***** Excerpted text

Saturday, 8 January 2011

Climate protesters sentenced

Climate Change protesters were sentenced in the Crown Court at Nottingham for conspiracy to commit aggravated trespass  - This is Nottingham 5th January 2011.   Aggravated trespass is defined in the Criminal Justice and Public Order Act 1994 s.68.   Conspiracy is an agreement between two or more persons to commit a criminal offence (Criminal Law Act 1977 s.1) and conspiracies are triable only in the Crown Court.   Sentencing for conspiracy is covered by the Criminal Law Act 1977 s.3

The case is discussed on the UK Human Rights Blog -Climate Defence - a Wild Way Forward.   The case is interesting because the protesters argued in their defence that their action was aimed at prevention of the greater harm which will be caused by continuing operation of this form of power station.  In short, they claimed that their action was "necessary" to prevent such harm.

A defence of "necessity" is recognised by the law though there is considerable debate about its scope.  A "necessity" to break the criminal law may arise in a number of situations recognised by law - e.g. A resists an attack by B and injures B (self-defence); D commits a burglary because of threats of serious physical harm from E (duress); F drives his car into a shopping precinct in order to escape from people he believes are about to attack him (R v Willer 1986 - duress of circumstances); a surgeon operates to separate "conjoined twins" in the knowledge that one of them must die as a result but the other may well be saved - A (Children)(Conjoined Twins: Medical Treatment)(No.1) 2000.   The judges have always been anxious to keep such a defence within strict limits.  As Lord Denning put it in London Borough of Southwark v Williams 1971 - "Necessity would open a door which no man could shut ... The plea would be an excuse for all sorts of wrongdoing.  So the courts must, for the sake of law and order, take a firm stand."    Whatever the legal position in Lord Denning's time, the law has moved on and it seems that the genus of necessity is well established and some of the species seem to appear quite often in the courts though, for reasons given by Lord Denning, the various species remain in need of control lest they become unruly.

Note:  Some writers treat necessity as a distinct defence from other defences mentioned (e.g. duress).  Nevertheless, the term necessity appears to be a "genus" embracing the other defences ("species") since they are all situations in which, for a reason recognised as valid by the law, the defendant acted in a way which would involve what would normally be a breach of the law.

A trial of certain other persons in connection with the events at Ratcliffe-on-Soar power station is to commence on 10th January 2010.  See Ratcliffe on Trial blog.


  1. An interesting development/allegation.

    It will be interesting to see if this has any validity.

    Joseph K.

  2. Thank you Anonymous - it merited a second post.

**********

*What you are asked to do*. In the post on the sentenced climate protesters, why does the note say the term "necessity" seems to be a "genus" that includes defenses such as duress? Explain in one to three sentences.

***** Record excerpts

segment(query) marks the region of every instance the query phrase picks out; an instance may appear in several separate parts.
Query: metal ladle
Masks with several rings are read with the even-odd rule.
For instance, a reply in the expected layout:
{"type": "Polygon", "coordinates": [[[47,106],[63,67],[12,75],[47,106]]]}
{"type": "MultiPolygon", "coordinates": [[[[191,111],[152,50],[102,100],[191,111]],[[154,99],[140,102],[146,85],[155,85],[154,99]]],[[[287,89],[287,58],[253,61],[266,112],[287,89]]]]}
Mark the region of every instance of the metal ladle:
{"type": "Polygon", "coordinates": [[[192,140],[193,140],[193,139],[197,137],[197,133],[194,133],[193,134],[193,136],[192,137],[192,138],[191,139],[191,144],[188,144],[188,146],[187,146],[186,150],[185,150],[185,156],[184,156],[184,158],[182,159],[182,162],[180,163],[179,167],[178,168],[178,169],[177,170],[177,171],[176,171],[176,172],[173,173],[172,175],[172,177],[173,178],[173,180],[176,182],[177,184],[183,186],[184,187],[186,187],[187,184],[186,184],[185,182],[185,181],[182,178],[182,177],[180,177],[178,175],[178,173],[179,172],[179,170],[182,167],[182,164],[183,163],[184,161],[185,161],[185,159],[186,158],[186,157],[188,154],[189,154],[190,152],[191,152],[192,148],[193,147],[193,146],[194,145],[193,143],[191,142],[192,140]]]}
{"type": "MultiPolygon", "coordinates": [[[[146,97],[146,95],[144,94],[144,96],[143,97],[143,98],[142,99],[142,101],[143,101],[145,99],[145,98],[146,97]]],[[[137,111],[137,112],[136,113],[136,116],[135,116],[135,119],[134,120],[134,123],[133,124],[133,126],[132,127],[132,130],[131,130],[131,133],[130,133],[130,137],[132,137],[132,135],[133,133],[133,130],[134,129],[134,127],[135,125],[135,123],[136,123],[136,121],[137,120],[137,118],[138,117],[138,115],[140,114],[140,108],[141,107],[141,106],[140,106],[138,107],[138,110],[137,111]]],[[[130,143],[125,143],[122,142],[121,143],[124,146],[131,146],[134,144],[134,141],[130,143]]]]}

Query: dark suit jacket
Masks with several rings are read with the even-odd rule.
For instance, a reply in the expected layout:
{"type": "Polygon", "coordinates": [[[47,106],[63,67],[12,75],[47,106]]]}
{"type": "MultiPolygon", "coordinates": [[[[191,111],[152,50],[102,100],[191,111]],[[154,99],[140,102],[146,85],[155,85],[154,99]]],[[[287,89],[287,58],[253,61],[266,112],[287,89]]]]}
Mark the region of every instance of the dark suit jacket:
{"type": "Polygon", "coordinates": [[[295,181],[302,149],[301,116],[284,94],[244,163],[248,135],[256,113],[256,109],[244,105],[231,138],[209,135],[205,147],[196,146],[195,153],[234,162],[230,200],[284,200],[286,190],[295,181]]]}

**********

*Task result*. All of these defenses cover situations in which the defendant did something that would normally break the law, for a reason the law accepts as valid. That shared feature makes necessity the broader "genus" and the other defenses its "species."